» Selected excerpt:
□ □ □

Washington State

Office of the Attorney General

Attorney General

Bob Ferguson

FOR IMMEDIATE RELEASE:

Seattle -July 12, 2000 - Washington Attorney General Christine Gregoire said today an estimated $1.3 million would be recovered for Washington consumers and state agencies under a tentative settlement with drug companies which were sued for fixing prices of medications often used by the elderly.

The lawsuit contends that Mylan Laboratories, manufacturer of two widely-prescribed medications, and its co-defendants, Italian pharmaceutical ingredient manufacturer Profarmaco S.r.l, Cambrex Corp., and New York-based pharmaceutical distributor Gyma, engaged in a scheme that allowed the firm to hike the medications’ prices by as much as 3,000 percent.

"This is a victory for consumers who depend on these medications to help them make it through the day," Gregoire said. "A license to manufacture prescription drugs is not a license to engage in unfair market manipulation to boost profits — especially at the expense of people who depend on these medicines," she said.

Final terms of the agreement are expected to be completed within several weeks, and are subject to approval by the Federal Trade Commission, 33 State Attorneys General, and U.S. District Judge Thomas F. Hogan. Mylan’s board of directors has approved the terms of the settlement in principle.

□ □ □

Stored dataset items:
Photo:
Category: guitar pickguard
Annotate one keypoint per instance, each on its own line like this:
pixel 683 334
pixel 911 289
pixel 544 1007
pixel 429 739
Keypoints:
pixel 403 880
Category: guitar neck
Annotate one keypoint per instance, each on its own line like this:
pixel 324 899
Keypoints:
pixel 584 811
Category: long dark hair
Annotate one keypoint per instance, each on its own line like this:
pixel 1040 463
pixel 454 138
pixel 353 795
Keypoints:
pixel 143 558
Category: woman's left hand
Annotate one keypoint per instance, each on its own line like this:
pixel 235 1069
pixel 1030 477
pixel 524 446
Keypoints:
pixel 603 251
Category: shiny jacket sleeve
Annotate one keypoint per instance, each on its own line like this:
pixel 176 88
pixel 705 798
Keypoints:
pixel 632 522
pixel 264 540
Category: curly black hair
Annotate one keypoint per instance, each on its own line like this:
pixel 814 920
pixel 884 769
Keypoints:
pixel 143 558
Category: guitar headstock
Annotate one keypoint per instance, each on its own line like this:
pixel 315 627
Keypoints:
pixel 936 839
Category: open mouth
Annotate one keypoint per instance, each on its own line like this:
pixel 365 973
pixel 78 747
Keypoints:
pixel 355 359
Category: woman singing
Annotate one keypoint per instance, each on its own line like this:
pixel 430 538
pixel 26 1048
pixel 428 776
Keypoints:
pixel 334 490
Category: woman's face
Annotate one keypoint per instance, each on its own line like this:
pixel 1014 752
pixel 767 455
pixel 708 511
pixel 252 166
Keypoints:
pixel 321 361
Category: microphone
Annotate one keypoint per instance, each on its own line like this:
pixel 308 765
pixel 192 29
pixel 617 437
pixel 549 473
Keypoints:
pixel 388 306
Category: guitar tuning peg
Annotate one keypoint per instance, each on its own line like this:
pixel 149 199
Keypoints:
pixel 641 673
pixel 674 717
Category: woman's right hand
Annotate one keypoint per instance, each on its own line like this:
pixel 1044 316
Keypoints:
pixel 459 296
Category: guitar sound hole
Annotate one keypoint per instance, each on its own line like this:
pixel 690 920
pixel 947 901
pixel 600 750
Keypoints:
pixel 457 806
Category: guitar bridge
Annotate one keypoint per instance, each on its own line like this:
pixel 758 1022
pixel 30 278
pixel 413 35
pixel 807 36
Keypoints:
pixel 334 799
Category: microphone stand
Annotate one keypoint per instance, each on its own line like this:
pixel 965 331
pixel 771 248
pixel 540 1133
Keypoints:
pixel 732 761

□ □ □

» What to do:
1. Summarize the press release on the drug price-fixing settlement in two sentences.
2. Proceed with the press release on the drug price-fixing settlement, picking up right after its last sentence.

» List of answers:
1. Washington Attorney General Christine Gregoire announced on July 12, 2000, that a tentative settlement with drug companies sued for fixing the prices of medications often used by the elderly would recover an estimated $1.3 million for Washington consumers and state agencies. The lawsuit contends that Mylan Laboratories and its co-defendants ran a scheme that let the medications' prices rise by as much as 3,000 percent, and the final terms are subject to approval by the Federal Trade Commission, 33 State Attorneys General, and U.S. District Judge Thomas F. Hogan.

2.
While Washington’s share of the proceeds from the agreement remain undetermined at this time, tentative estimates indicate Washington could recover up to $1.3 million for consumers and state agencies who incurred higher costs as a result of the price hikes.

Nationally, Mylan will pay an estimated $100 million to the states in monetary damages, and up to $8 million in attorney fees. In addition to the monetary terms of the settlement in principle, Mylan agrees to certain restrictions in its supplier agreements in order to restore competitive balance to the pharmaceutical market.

Mylan and the others were sued by the states and by the Federal Trade Commission. The lawsuit alleged that Mylan developed a plan in 1997 to drastically increase prices of the drugs by cutting off the supply of the drugs’ active ingredients to its competitors. Mylan accomplished this by entering into long-term profit sharing agreements with suppliers and distributors.

The medications in question are lorazepam and clorazepate, two generic drugs widely used to treat anxiety and hypertension in the elderly and infirm.

Uncovered in the investigation was evidence that Mylan raised the price of clorazepate by about 3,200 percent in January 1998. Clorazepate is a generic version of Abbott Laboratories’ Tranxene that is prescribed nearly 3 million times each year in the United States. The price increase drove the drug’s cost from $11.36 to $377 for a 500-tablet supply.

Two months later, Mylan raised the price of lorazepam more than 2,000 percent. Lorazepam is a generic version of Wyeth-Ayerst’s Ativan that is prescribed more than 17 million times a year. The cost for lorazepam jumped from $7.30 to $191.50 for a 500-tablet supply.

"Our investigation has shown that consumers and state agencies have paid outrageous prices as the result of the defendants’ conduct," Gregoire said. "What’s even more unconscionable is that these drugs, particularly lorazepam, are often prescribed to our most vulnerable citizens, including those suffering from such debilitating diseases as Alzheimer’s," she added.